**** Página ****
Una cabellera rizosa abultada, como la cola desplegada de un pavo real que, además, se pasea mientras saca hacia fuera el pecho para reafirmarse a sí mismo a cada instante, a cada toque de balón. La estampa es casi maradoniana, aunque de cuerpo estirado y velocidad mermada, de codos flexionados y manos contoneadas hacia atrás, de regate de cuero cosido, de zurda celestial y casi exclusiva, hasta el punto de tenerla sólo porque nacemos con dos piernas. La suya era una imagen de icono pop, bohemia, en uno de esos genios divisores de opinión, tan fervorosamente amados como radicalmente incomprendidos y con méritos de sobra justificados para sostener con creces ambas vertientes ideológicas. Un talento puro, irreverente, indomable.

«¿Hoy jugaremos con diez o jugaremos con doce?», se preguntaban sus compañeros antes de cada partido. El fútbol de Evaristo Beccalossi nació en el Calcio de finales de los setenta, se desarrolló en el de principios de los ochenta y murió de forma prematura. Un ciclo breve pero célebre, dentro de un contexto global marcado claramente por estructuras corales muy físicas, tanto que podían sujetar a mediapuntas de amplia libertad de movimientos y con claros déficits de intensidad física como era el caso de Beccalossi, quien debe buena parte de sus años en la élite a Marini, Oriali y Beppe Baresi, encargados de correr los kilómetros que él no corría.

Un tipo de futbolista abrazado a la pura improvisación y a la pura creatividad, que justo cuando empezó a proliferar comenzó a ser visto con recelo, especialmente en el ámbito de la Nazionale -con la que Beccalossi nunca llegó a jugar ni un solo partido-, en una decisión táctica general que quedaría ampliamente refrendada con el triunfo en el Mundial de 1982, del que Bearzot excluyó a Beccalossi no sin feroces críticas.
**** Extracto de datos ****
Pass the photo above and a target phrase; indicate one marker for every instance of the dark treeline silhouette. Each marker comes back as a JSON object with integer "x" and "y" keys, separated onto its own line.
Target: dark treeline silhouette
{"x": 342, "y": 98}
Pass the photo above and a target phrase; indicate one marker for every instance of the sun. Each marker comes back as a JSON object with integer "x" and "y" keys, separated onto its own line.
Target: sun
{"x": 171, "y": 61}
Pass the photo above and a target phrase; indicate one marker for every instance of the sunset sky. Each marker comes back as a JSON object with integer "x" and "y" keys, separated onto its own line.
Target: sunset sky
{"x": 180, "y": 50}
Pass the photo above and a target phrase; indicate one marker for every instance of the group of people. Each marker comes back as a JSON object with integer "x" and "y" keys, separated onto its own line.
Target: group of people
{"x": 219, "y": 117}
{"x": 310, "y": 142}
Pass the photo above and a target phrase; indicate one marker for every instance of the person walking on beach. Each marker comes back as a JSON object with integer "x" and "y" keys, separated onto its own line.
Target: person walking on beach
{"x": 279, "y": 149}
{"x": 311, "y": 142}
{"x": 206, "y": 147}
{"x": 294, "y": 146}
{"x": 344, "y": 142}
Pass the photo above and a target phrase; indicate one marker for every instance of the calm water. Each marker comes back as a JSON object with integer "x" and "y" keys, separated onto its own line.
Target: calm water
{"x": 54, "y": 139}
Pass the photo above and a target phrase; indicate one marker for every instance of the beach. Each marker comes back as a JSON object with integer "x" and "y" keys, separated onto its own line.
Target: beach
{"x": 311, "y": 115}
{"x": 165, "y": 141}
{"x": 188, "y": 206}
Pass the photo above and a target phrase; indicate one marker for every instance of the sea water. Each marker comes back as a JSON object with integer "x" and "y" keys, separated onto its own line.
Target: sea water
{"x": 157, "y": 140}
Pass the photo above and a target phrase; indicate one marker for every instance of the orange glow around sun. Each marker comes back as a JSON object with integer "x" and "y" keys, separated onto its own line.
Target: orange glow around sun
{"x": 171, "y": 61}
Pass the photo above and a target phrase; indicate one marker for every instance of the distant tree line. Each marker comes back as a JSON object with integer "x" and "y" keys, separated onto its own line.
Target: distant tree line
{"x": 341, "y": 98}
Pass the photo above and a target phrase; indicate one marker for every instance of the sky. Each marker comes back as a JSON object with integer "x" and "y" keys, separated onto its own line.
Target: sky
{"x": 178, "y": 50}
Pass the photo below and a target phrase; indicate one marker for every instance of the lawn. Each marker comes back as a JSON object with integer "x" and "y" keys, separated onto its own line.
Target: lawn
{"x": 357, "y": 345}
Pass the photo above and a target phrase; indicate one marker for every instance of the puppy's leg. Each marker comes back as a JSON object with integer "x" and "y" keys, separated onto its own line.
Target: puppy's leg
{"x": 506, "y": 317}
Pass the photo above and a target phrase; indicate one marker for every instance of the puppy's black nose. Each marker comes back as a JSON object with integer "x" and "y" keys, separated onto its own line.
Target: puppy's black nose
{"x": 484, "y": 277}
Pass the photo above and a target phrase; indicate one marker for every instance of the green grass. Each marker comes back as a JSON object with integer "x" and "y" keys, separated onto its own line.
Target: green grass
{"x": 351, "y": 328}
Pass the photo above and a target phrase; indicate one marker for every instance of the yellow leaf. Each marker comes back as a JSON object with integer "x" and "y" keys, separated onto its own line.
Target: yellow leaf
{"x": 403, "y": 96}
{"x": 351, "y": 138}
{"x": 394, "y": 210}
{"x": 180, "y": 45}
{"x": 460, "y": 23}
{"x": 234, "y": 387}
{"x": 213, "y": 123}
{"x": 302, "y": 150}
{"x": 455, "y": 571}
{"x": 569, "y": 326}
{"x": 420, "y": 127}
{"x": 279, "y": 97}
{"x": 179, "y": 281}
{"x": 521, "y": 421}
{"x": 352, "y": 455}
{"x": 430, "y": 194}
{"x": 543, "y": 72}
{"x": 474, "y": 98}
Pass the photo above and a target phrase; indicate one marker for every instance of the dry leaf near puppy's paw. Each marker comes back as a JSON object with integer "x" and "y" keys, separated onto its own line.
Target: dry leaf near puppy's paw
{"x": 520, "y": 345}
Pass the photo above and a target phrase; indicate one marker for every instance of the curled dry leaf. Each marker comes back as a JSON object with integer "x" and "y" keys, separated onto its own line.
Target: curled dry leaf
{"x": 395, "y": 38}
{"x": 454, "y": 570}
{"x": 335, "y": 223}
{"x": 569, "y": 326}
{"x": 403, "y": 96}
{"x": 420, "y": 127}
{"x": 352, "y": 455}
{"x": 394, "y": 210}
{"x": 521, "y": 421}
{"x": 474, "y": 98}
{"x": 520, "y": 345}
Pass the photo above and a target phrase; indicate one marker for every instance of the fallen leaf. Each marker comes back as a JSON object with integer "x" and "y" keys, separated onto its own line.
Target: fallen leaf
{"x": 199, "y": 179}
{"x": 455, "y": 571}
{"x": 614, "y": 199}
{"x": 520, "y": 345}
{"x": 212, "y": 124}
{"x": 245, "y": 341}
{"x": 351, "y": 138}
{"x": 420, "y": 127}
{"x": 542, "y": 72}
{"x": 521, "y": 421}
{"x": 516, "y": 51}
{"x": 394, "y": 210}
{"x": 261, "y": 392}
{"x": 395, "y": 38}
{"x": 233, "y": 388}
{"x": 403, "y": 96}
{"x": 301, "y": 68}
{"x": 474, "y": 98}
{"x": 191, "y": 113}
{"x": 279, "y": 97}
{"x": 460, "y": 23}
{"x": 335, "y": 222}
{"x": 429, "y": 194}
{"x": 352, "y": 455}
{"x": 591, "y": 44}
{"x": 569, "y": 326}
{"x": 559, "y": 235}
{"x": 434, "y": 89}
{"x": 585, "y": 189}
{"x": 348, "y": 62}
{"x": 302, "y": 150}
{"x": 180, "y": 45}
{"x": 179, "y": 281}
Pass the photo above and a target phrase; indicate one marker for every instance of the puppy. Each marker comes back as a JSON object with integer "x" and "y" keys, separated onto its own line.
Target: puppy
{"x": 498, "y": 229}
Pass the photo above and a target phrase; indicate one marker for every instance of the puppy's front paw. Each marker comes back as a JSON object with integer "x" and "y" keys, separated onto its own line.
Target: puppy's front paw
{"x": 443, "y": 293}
****
*Tus tareas*.
a - Según el texto sobre Evaristo Beccalossi, ¿quiénes se encargaban de correr los kilómetros que él no corría?
b - Continúa, por favor, el texto sobre Evaristo Beccalossi a partir de su última oración.
Los registros provienen de otra fuente.

*Respuestas escritas*.
a - Marini, Oriali y Beppe Baresi.

b -
Eran tiempos de imagen granulada y colores saturados, de estadios italianos llenos a rebosar, de papelitos desde las gradas, de pantalones cortos, de publicidad de vermouth, de patadas sin cámaras de ángulo contrario, de discusiones de bar y no de VAR. Era la época del ocaso de Rivera, del cénit de Antognoni o Platini. Tres fantasistas de postín en cuya especie perfectamente podría encajarse ‘Dribblossi’ -como lo rebautizó Gianni Brera por su facilidad para el dejar en el molde a sus marcadores-, pero con una diferencia tan palpable como extrema con respecto a ellos: Beccalossi era de los otros, de la estirpe de los Meroni o los Best, de los irregulares, de los bohemios, de los desheredados, de los inadaptados.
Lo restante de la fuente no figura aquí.